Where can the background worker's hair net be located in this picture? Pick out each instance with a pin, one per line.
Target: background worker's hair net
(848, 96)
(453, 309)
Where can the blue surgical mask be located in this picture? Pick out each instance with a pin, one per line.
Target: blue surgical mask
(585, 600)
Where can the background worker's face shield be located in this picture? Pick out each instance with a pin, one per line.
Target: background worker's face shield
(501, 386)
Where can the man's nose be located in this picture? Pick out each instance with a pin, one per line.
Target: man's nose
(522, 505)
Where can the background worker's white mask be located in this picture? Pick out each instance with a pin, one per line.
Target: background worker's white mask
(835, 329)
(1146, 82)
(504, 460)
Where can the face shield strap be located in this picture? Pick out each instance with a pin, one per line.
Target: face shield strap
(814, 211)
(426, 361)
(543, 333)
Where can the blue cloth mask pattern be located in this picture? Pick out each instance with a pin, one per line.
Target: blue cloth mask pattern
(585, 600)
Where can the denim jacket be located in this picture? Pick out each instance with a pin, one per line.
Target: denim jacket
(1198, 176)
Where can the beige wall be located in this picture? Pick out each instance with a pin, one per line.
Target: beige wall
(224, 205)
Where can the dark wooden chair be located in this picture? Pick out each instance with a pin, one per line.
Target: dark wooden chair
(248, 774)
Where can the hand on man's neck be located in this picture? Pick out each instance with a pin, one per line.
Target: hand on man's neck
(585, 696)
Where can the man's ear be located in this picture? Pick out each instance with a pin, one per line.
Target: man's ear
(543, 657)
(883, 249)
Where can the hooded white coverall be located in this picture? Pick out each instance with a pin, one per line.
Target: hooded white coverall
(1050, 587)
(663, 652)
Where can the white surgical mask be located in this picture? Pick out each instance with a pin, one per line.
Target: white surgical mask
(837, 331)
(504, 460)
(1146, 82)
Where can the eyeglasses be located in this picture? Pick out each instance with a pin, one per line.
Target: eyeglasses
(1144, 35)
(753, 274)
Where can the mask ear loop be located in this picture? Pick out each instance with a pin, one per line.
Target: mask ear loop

:: What you should do ::
Since only the number is needed, state how many lines of the listing contain the word "loop".

:: Answer section ::
2